Task details:
Set out every line of the entries below as a numbered list, leaving out any blank lines.

Data to process:
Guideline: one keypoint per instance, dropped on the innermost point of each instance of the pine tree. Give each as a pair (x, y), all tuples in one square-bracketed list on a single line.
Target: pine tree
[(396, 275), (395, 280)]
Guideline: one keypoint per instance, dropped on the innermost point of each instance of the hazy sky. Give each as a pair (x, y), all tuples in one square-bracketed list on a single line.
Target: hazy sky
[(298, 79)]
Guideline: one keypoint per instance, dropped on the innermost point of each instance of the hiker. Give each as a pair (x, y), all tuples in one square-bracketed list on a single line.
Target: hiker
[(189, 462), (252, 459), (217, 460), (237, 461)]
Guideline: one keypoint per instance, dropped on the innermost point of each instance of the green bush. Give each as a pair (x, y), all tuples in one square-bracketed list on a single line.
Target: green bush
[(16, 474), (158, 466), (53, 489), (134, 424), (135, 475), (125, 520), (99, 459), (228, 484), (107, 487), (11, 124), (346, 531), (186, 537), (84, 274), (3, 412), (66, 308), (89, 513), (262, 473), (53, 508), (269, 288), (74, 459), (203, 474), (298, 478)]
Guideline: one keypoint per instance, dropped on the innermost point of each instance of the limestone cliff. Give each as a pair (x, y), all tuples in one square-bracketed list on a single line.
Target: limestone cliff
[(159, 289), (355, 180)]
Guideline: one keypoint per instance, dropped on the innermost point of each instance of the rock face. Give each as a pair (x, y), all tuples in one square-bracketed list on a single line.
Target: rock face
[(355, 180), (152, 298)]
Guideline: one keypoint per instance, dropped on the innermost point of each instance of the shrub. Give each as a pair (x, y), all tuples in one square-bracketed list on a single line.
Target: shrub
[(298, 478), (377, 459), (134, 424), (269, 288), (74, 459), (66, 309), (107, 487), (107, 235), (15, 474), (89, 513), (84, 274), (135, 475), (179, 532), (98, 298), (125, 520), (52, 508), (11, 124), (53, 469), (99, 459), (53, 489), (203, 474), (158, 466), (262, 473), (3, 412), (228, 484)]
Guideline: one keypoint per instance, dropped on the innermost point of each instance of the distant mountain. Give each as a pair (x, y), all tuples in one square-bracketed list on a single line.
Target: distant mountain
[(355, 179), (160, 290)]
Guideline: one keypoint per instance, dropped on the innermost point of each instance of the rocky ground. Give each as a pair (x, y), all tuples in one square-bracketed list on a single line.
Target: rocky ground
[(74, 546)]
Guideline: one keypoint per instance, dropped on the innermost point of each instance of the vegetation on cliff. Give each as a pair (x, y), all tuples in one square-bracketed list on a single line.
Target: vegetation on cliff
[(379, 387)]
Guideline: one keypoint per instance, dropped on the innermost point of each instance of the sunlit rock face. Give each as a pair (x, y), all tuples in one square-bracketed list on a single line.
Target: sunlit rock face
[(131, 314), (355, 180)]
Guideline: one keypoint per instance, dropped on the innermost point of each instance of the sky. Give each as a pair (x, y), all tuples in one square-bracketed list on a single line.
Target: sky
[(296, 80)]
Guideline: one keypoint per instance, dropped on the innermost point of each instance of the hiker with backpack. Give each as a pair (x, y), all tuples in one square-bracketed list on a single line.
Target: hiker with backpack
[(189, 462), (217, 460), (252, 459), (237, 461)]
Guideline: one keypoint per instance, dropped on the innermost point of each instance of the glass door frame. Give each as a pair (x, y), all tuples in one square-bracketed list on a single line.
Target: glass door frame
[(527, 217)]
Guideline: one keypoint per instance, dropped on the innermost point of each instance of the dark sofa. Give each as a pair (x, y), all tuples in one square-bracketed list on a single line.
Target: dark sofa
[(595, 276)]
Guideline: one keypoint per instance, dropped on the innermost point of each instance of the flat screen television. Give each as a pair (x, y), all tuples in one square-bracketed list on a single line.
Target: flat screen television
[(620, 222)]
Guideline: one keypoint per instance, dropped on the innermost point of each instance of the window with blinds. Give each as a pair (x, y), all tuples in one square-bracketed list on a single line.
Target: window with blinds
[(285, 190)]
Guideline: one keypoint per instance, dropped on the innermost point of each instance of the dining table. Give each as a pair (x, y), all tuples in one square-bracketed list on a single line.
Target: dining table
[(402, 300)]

Result for this exercise:
1. Guideline: one keypoint per instance, dropped on the innermost point of each instance of the pine tree. Give each as a pair (x, y), all tuples in one square-bracketed list on a single line.
2. Target: pine tree
3. [(396, 275), (395, 280)]
4. Guideline: one keypoint per instance, dropped on the innermost point of each instance of the hazy sky. Give each as a pair (x, y), all tuples in one square-bracketed list on a single line.
5. Target: hazy sky
6. [(298, 79)]
7. Guideline: one keypoint per instance, dropped on the innermost point of each instance of the hiker. Give each as a pair (x, y), all tuples in one square-bracketed list on a single line.
8. Target: hiker
9. [(189, 462), (252, 459), (217, 460), (237, 461)]
10. Guideline: one keypoint per instance, dropped on the innermost point of each instance of the green bush. Give each as a pair (x, y), all tuples in one square-bracketed list on a single line.
11. Target: green bush
12. [(16, 474), (158, 466), (53, 489), (134, 424), (135, 475), (125, 520), (99, 459), (228, 484), (107, 487), (11, 124), (346, 531), (186, 537), (84, 274), (3, 412), (66, 308), (89, 513), (262, 473), (53, 508), (269, 288), (74, 459), (203, 474), (298, 478)]
13. Guideline: one keypoint per instance, dropped on the innermost point of each instance of the limestone cliff. Give each as a pair (x, y), all tuples in one square-bracketed list on a single line.
14. Target: limestone cliff
15. [(159, 289), (355, 180)]
16. Guideline: one keypoint per instance, dropped on the innermost point of each instance of the rock face. Give each as a pair (x, y), all tuples in one square-bracketed list on a single line.
17. Target: rock face
18. [(355, 180), (152, 298)]
19. Guideline: one keypoint per instance, dropped on the innermost point of each instance of the shrub. Give each as a pair (x, y), all tuples in one square-bracketed list on a single line.
20. Target: shrub
21. [(298, 478), (377, 459), (134, 424), (269, 288), (74, 459), (66, 309), (107, 487), (107, 235), (15, 474), (89, 513), (84, 274), (135, 475), (179, 532), (98, 298), (125, 520), (52, 508), (11, 124), (53, 469), (99, 459), (53, 489), (203, 474), (158, 466), (262, 473), (3, 412), (228, 484)]
22. Guideline: one keypoint per instance, dropped on the innermost point of each instance of the distant mountain. Give each as a pair (x, y), all tuples in one square-bracketed list on a single line.
23. Target: distant mountain
24. [(355, 179), (160, 290)]
25. Guideline: one keypoint per instance, dropped on the innermost point of each instance of the rocky ground. Give each as a pair (x, y), all tuples in one square-bracketed list on a single line.
26. Target: rocky ground
27. [(74, 546)]
28. Guideline: one keypoint per instance, dropped on the innermost point of each instance of the vegetation on cliff. Give each as a pair (x, y), all tuples in one square-bracketed list on a single line.
29. Target: vegetation on cliff
30. [(379, 387)]
31. Guideline: one keypoint per instance, dropped on the innermost point of each instance of the sunlit rock face. Give each as a pair (x, y), all tuples in one square-bracketed list on a single line.
32. Target: sunlit rock face
33. [(131, 314), (355, 180)]
34. Guideline: one keypoint per instance, dropped on the innermost point of each instance of the sky. Give each as a pair (x, y), all tuples in one square-bracketed list on a single line.
35. Target: sky
36. [(296, 80)]
37. Guideline: one keypoint per instance, dropped on the innermost point of each instance of the hiker with backpack. Give each as a pair (x, y), all tuples in one square-bracketed list on a single line.
38. Target: hiker with backpack
39. [(189, 462), (217, 460), (252, 459), (237, 461)]
40. Guideline: one keypoint per instance, dropped on the innermost point of each instance of the glass door frame. Give each as a pair (x, y), all tuples in one square-bracketed list on a single line.
41. Target: glass door frame
42. [(527, 217)]
43. Guideline: one keypoint per instance, dropped on the innermost point of each instance of the dark sofa. Give each as a pair (x, y), all tuples in one square-bracketed list on a single line.
44. Target: dark sofa
45. [(595, 276)]
46. Guideline: one keypoint per instance, dropped on the innermost point of each instance of the flat screen television. Give each as a pair (x, y), all tuples in one square-bracketed list on a single line.
47. Target: flat screen television
48. [(620, 222)]
49. Guideline: one keypoint per instance, dropped on the innermost point of each instance of the window with blinds. Give each as a pair (x, y), all tuples in one square-bracketed list on a single line.
50. Target: window with blinds
51. [(285, 190)]
52. Guideline: one keypoint per instance, dropped on the innermost point of each instance of the dining table. Give each as a pair (x, y), all tuples in one square-bracketed list on a single line.
53. Target: dining table
54. [(402, 300)]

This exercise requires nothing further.